CHECK YOUR UNDERSTANDING
[1] According to the text on diet and immune health, how much vitamin D a day does Dr Calabrese have no problems with anyone taking?
[2] Continue the text on diet and immune health, starting after its final sentence.

EXTRACT PROVIDED

┌────────

Some foods are also ‘probiotics’, which means they help more microbes to grow but as yet it is not known if these really work in practice. Those wishing to try them should look out for fermented foods such as kimchi, sauerkraut, miso, kombucha and tempeh.
But the bottom line is we need to eat a lot more plants. And a wide variety of them.
Do Vitamin Or Herbal Supplements Help?
Immunologists tend to agree that you cannot boost your immune system with a supplement (or even with one particular food). Karen Collins, a Registered Dietitian Nutritionist and Adviser to The American Institute for Cancer Research says: ‘At one time, we thought a few basic nutrients, such as vitamin C, held the key to our antioxidant protection. Research now shows that a wide range of nutrients and natural phytocompounds, like carotenoids and polyphenols, seem to act as antioxidants themselves or trigger body antioxidant defenses and anti-inflammatory signals.’
Similarly, Dr Leonard Calabrese does not advocate vitamins generally, and says that ‘an anti-inflammatory diet is more important’. He recommends ‘a diet of real food, colorful food that has all the daily requirements for vitamins and also has all the additional nutrients and flavonoids that are found in genuine, plant-based eating.’ There is one exception. Dr Calabrese says that there may be a place for vitamin D, as even a modest deficiency can detract from our immune systems.
Vitamin D is known as the sunshine vitamin, as the body can make it when it has exposure to the sun. However, a deficiency is surprisingly common and Dr Calabrese says: ‘I have no problems with anyone taking up to 2000 units of vitamin D a day.’
Benefits Of A Vegan Diet
A whole food plant-based vegan diet contains all the vitamins, minerals and antioxidants we need to support our immune systems and protect our health. And this is why doctors who specialize in immune-related disease, like rheumatologist, Dr Calabrese, recommend a fully plant-based diet.

└────────

EXERCISE DATA
┌────────

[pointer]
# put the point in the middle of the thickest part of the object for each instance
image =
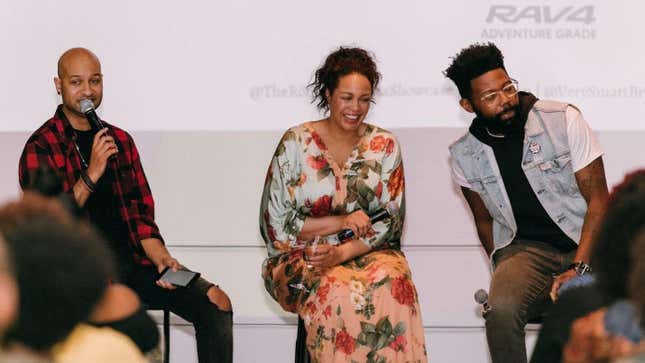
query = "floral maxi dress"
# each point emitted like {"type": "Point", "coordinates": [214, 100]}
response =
{"type": "Point", "coordinates": [367, 309]}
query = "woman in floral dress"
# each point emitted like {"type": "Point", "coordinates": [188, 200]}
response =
{"type": "Point", "coordinates": [356, 297]}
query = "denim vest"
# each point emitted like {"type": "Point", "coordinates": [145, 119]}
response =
{"type": "Point", "coordinates": [546, 161]}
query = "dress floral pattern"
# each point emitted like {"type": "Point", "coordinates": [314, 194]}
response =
{"type": "Point", "coordinates": [367, 309]}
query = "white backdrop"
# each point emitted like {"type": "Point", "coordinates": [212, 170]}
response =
{"type": "Point", "coordinates": [199, 81]}
{"type": "Point", "coordinates": [243, 65]}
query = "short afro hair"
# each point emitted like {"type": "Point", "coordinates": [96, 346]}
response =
{"type": "Point", "coordinates": [340, 63]}
{"type": "Point", "coordinates": [471, 63]}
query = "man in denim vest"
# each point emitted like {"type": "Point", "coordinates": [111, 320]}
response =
{"type": "Point", "coordinates": [532, 174]}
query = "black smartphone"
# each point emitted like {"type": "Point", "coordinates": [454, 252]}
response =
{"type": "Point", "coordinates": [180, 278]}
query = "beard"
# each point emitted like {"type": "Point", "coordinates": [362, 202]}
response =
{"type": "Point", "coordinates": [496, 123]}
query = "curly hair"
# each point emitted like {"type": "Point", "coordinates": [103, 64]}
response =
{"type": "Point", "coordinates": [637, 274]}
{"type": "Point", "coordinates": [612, 250]}
{"type": "Point", "coordinates": [61, 266]}
{"type": "Point", "coordinates": [340, 63]}
{"type": "Point", "coordinates": [471, 63]}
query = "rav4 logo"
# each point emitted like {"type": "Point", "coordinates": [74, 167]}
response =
{"type": "Point", "coordinates": [541, 14]}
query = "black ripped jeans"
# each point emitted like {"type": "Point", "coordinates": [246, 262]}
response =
{"type": "Point", "coordinates": [213, 327]}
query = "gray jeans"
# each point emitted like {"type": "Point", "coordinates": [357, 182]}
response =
{"type": "Point", "coordinates": [519, 293]}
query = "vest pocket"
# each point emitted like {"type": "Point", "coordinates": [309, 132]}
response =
{"type": "Point", "coordinates": [558, 174]}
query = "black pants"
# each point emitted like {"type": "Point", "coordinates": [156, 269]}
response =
{"type": "Point", "coordinates": [213, 327]}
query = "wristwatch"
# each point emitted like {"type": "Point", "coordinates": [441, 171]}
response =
{"type": "Point", "coordinates": [580, 267]}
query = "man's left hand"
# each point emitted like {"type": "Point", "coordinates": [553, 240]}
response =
{"type": "Point", "coordinates": [559, 280]}
{"type": "Point", "coordinates": [172, 263]}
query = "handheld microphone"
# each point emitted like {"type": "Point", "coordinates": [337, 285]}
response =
{"type": "Point", "coordinates": [622, 318]}
{"type": "Point", "coordinates": [481, 297]}
{"type": "Point", "coordinates": [87, 107]}
{"type": "Point", "coordinates": [391, 209]}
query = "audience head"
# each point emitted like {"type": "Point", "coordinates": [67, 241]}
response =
{"type": "Point", "coordinates": [61, 266]}
{"type": "Point", "coordinates": [8, 290]}
{"type": "Point", "coordinates": [637, 275]}
{"type": "Point", "coordinates": [614, 244]}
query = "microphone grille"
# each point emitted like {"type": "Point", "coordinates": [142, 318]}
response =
{"type": "Point", "coordinates": [481, 296]}
{"type": "Point", "coordinates": [86, 105]}
{"type": "Point", "coordinates": [392, 208]}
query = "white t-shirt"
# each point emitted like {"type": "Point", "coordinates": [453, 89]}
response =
{"type": "Point", "coordinates": [583, 144]}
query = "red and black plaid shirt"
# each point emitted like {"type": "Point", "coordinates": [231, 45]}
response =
{"type": "Point", "coordinates": [53, 144]}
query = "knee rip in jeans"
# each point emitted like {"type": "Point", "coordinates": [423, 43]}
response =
{"type": "Point", "coordinates": [219, 298]}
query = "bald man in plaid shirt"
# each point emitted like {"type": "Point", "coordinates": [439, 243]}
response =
{"type": "Point", "coordinates": [102, 170]}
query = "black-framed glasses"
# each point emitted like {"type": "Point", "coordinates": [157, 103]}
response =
{"type": "Point", "coordinates": [493, 97]}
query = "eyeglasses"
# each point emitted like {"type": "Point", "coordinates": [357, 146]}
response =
{"type": "Point", "coordinates": [493, 97]}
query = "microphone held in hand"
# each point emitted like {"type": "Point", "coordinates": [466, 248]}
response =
{"type": "Point", "coordinates": [87, 107]}
{"type": "Point", "coordinates": [481, 297]}
{"type": "Point", "coordinates": [391, 209]}
{"type": "Point", "coordinates": [623, 319]}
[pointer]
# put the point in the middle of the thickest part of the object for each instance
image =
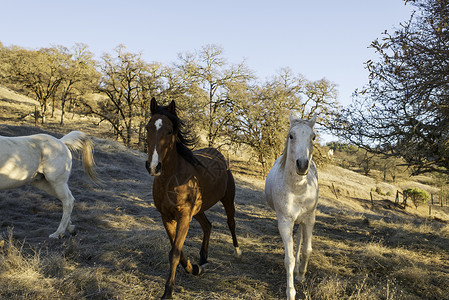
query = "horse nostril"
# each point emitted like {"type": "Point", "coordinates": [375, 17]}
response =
{"type": "Point", "coordinates": [158, 167]}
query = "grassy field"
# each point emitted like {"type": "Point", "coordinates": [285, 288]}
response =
{"type": "Point", "coordinates": [120, 251]}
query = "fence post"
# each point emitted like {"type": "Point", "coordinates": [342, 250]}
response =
{"type": "Point", "coordinates": [335, 192]}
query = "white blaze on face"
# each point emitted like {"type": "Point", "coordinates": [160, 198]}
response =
{"type": "Point", "coordinates": [155, 157]}
{"type": "Point", "coordinates": [158, 124]}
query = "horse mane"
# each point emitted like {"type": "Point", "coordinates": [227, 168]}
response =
{"type": "Point", "coordinates": [185, 139]}
{"type": "Point", "coordinates": [293, 123]}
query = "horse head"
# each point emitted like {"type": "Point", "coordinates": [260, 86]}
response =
{"type": "Point", "coordinates": [161, 136]}
{"type": "Point", "coordinates": [299, 144]}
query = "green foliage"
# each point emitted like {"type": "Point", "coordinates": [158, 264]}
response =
{"type": "Point", "coordinates": [418, 196]}
{"type": "Point", "coordinates": [221, 101]}
{"type": "Point", "coordinates": [404, 110]}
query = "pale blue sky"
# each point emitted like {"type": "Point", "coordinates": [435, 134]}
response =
{"type": "Point", "coordinates": [315, 38]}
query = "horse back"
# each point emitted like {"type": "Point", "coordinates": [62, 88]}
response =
{"type": "Point", "coordinates": [213, 174]}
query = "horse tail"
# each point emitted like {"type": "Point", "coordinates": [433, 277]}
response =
{"type": "Point", "coordinates": [79, 141]}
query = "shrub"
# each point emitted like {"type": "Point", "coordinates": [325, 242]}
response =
{"type": "Point", "coordinates": [418, 196]}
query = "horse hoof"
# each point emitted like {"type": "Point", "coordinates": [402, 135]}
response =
{"type": "Point", "coordinates": [71, 229]}
{"type": "Point", "coordinates": [55, 235]}
{"type": "Point", "coordinates": [237, 252]}
{"type": "Point", "coordinates": [197, 270]}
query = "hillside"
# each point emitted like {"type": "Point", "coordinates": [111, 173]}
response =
{"type": "Point", "coordinates": [121, 250]}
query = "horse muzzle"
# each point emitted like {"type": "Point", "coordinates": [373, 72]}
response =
{"type": "Point", "coordinates": [154, 170]}
{"type": "Point", "coordinates": [302, 166]}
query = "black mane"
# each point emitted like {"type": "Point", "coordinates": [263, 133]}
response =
{"type": "Point", "coordinates": [185, 140]}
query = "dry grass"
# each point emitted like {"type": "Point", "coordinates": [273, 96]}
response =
{"type": "Point", "coordinates": [121, 250]}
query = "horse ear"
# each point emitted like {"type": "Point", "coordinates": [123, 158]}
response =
{"type": "Point", "coordinates": [313, 120]}
{"type": "Point", "coordinates": [153, 105]}
{"type": "Point", "coordinates": [172, 107]}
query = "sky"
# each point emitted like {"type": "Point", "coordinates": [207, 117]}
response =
{"type": "Point", "coordinates": [315, 38]}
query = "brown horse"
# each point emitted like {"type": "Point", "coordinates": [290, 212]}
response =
{"type": "Point", "coordinates": [186, 184]}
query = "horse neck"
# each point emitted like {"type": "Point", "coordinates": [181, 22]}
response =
{"type": "Point", "coordinates": [170, 162]}
{"type": "Point", "coordinates": [291, 178]}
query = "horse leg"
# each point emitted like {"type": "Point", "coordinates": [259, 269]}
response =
{"type": "Point", "coordinates": [177, 232]}
{"type": "Point", "coordinates": [62, 192]}
{"type": "Point", "coordinates": [286, 230]}
{"type": "Point", "coordinates": [304, 248]}
{"type": "Point", "coordinates": [206, 226]}
{"type": "Point", "coordinates": [228, 203]}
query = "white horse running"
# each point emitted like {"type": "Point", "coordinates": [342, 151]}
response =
{"type": "Point", "coordinates": [45, 162]}
{"type": "Point", "coordinates": [291, 189]}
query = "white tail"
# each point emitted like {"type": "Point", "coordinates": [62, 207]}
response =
{"type": "Point", "coordinates": [79, 141]}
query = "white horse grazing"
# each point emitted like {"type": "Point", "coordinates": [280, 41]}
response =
{"type": "Point", "coordinates": [45, 162]}
{"type": "Point", "coordinates": [291, 189]}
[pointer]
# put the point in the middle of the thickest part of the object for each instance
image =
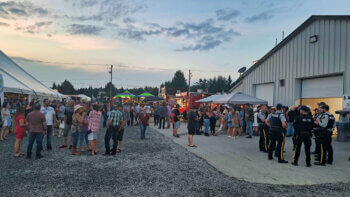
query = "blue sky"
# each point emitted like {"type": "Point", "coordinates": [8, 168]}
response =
{"type": "Point", "coordinates": [147, 40]}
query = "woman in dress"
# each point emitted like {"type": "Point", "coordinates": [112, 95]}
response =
{"type": "Point", "coordinates": [20, 130]}
{"type": "Point", "coordinates": [6, 118]}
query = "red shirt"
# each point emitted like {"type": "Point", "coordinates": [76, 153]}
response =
{"type": "Point", "coordinates": [18, 126]}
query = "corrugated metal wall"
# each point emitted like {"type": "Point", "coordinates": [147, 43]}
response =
{"type": "Point", "coordinates": [301, 59]}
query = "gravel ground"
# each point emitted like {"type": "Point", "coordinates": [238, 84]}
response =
{"type": "Point", "coordinates": [152, 167]}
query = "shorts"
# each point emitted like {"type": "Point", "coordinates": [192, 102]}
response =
{"type": "Point", "coordinates": [92, 136]}
{"type": "Point", "coordinates": [120, 135]}
{"type": "Point", "coordinates": [67, 128]}
{"type": "Point", "coordinates": [191, 131]}
{"type": "Point", "coordinates": [177, 125]}
{"type": "Point", "coordinates": [20, 134]}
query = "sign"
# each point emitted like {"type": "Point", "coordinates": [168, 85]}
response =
{"type": "Point", "coordinates": [346, 102]}
{"type": "Point", "coordinates": [1, 89]}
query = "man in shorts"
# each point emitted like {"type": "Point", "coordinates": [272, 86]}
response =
{"type": "Point", "coordinates": [191, 126]}
{"type": "Point", "coordinates": [68, 114]}
{"type": "Point", "coordinates": [122, 127]}
{"type": "Point", "coordinates": [177, 122]}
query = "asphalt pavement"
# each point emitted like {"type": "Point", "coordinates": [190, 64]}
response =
{"type": "Point", "coordinates": [153, 167]}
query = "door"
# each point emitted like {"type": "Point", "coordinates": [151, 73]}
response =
{"type": "Point", "coordinates": [265, 92]}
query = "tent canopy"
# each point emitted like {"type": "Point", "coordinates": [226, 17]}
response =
{"type": "Point", "coordinates": [209, 99]}
{"type": "Point", "coordinates": [125, 94]}
{"type": "Point", "coordinates": [146, 94]}
{"type": "Point", "coordinates": [22, 77]}
{"type": "Point", "coordinates": [238, 98]}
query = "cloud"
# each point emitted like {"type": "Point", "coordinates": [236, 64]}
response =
{"type": "Point", "coordinates": [75, 29]}
{"type": "Point", "coordinates": [14, 9]}
{"type": "Point", "coordinates": [201, 36]}
{"type": "Point", "coordinates": [226, 14]}
{"type": "Point", "coordinates": [4, 24]}
{"type": "Point", "coordinates": [264, 16]}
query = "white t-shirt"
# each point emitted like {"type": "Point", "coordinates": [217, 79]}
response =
{"type": "Point", "coordinates": [49, 112]}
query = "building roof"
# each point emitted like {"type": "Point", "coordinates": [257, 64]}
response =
{"type": "Point", "coordinates": [287, 39]}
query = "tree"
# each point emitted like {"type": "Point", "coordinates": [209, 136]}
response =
{"type": "Point", "coordinates": [66, 88]}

└────────

YOUR RESPONSES
[1] Up to 2000 units a day.

[2]
As a vegan, it is easy to eat 30 different fruits and vegetables a week, and to add in fiber from wholemeal bread, rice and pasta, and to eat a wide variety of delicious legumes, too. But as soon as you add a piece of meat or fish onto a plate, you start to crowd out the vegetables. If you add fries to the plate too, not only are you adding in oil (which can also be a problem for immunity) but it leaves no space for those essential micronutrients that can protect us from invading pathogens. Plus, all processed meats are carcinogenic, while all red meat is classified as ‘probably carcinogenic’, so why introduce these dangers into your body in the hope that your immune system can tackle them?
By putting plants front and center at every meal, you are ensuring that you are feeding your body in an optimal way – a way that will help your immune system stay fighting fit.
This is not just theoretical! The immune system relies on white blood cells that produce antibodies to combat bacteria, viruses, and other invaders. Vegetarians have been shown to have more effective white blood cells when compared to nonvegetarians, due to a high intake of vitamins and low intake of fat.
Studies have also shown that limiting dietary fat helps strengthen immune defenses. And a whole food plant-based diet is naturally lower in fat than the Standard American diet, which is why vegans tend to be slimmer than vegetarians, who are slimmer than meat-eaters. Maintaining a healthy weight can also benefit the immune system. Obesity has been linked to increased risk for influenza and other infections such as pneumonia and Covid-19.
Supporting your immune system is a lifelong process. Managing stress through walking, meditation, or mindfulness, getting good sleep and plenty of exercise can all play a part. Limiting alcohol, and avoiding drugs and tobacco will also have a positive impact. But we must feed our bodies right, and on this issue, doctors and researchers agree: Our immune systems are best supported by a wholefood plant-based diet.